The Company had no revenue for the three months and six months ended October 31, 2021, or for the same periods in 2020.

 

Cost of Revenues

 

The Company had no cost of revenues for the three and six months ended October 31, 2021 or for the same periods in 2020.

 

Operating Expenses

 

Compensation was $83,570 and $467,570 for the three months and six months ended October 31,2021 compared to $384,000 and 50,000 for the same periods in 2020.

 

Stock Compensation was $16,666 and $50,000 for the three and six months ended October 31, 2021 compared to $150,000 and 150,000$ for the same periods in 2020.

 

Professional Fees were $41,115 and $71,909 for the three and six months ended October 31,2021 as compared to $79,812 and $105,843 for the same periods in 2020 for SEC filings as professional fees for investor relations.

 

General and administrative expenses consisted primarily of marketing, product development and general expenses. For the three and six months ended October 31, 2021, general and administrative expenses were $35,282 and $51,302 as compared to $15,361 and 54,960 for the same periods in 2020.

 

Derivative Gain was $1,692 and $74,045 in the three and six months ended October 31,2021 and $-0- and $ -0- for the same periods in the previous year.

 

Interest expense was $12,998 and $58,426 in the three and six months ended October 31, 2021, and $1,108 and $1,708 for the same periods in the previous year.

 

Net Income (Loss)

 

The Company had net loss of $187,939 and $624,984 for the three months and six ended October 31,2021 as compared to a net loss of $630,281 and $952,511 for the same periods in the previous year, 2020.

 

Liquidity and Capital Resources

 

The ability of the Company to continue as a going concern is dependent on the Company’s ability to raise additional capital and implement its business plan. Since its inception, the Company has been funded by related parties through capital investment and borrowing of funds.

 

As of October 31, 2021, the Company had total current assets of $6,856. Current assets consisted primarily of cash and prepaid expenses. As of October 31, 2021, the Company had total current liabilities of $450,507 compared to $1,786,868 as of April 30, 2021. Current liabilities consisted primarily of accounts payable accrued liabilities and accrued compensation.

 

We had negative working capital of $443,652 as of October 31, 2021.

 

Cash flow from Operating Activities

 

During the six months ended October 31, 2021, cash used in operating activities was $64,442 compared to $145,096 for the six months ended October 31, 2020

 

Cash flow from Financing Activities

 

For the six months ended October 31, 2021, cash provided by financing activities was $ 65,000 compared to $ 145,096 provided for the same period ended October 31, 2020.

 

Quarterly Developments

 

None.

 

Subsequent Developments

 

None.

» **Written instruction A**
Can you reproduce, word for word, the stretch of the financial report from "General and administrative expenses consisted" through "54,960 for the same periods in 2020."?

» **Given data**
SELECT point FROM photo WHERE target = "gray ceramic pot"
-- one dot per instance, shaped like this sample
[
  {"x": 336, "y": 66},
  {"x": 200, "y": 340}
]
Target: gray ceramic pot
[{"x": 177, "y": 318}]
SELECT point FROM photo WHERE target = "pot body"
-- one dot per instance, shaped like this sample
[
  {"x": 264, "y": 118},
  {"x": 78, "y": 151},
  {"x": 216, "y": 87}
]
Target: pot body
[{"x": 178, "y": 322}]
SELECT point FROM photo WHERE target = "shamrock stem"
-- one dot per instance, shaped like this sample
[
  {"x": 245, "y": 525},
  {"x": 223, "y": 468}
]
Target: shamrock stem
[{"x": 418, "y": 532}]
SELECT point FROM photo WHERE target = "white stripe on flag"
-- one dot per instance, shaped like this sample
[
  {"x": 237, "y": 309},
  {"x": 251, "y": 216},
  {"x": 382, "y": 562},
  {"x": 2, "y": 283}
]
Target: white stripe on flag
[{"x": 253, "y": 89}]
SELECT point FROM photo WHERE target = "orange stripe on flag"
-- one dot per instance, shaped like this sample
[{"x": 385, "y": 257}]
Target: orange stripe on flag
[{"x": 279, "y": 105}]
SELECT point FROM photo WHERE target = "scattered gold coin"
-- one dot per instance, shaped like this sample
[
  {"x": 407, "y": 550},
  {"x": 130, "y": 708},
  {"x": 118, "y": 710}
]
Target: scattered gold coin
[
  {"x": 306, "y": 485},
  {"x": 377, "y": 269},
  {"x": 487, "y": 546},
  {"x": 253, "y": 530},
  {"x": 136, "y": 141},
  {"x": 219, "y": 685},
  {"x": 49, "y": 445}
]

» **Written instruction B**
Which lines in the entries contain the string "ceramic"? Report each of those lines in full.

» **Full response A**
General and administrative expenses consisted primarily of marketing, product development and general expenses. For the three and six months ended October 31, 2021, general and administrative expenses were $35,282 and $51,302 as compared to $15,361 and 54,960 for the same periods in 2020.

» **Full response B**
SELECT point FROM photo WHERE target = "gray ceramic pot"
Target: gray ceramic pot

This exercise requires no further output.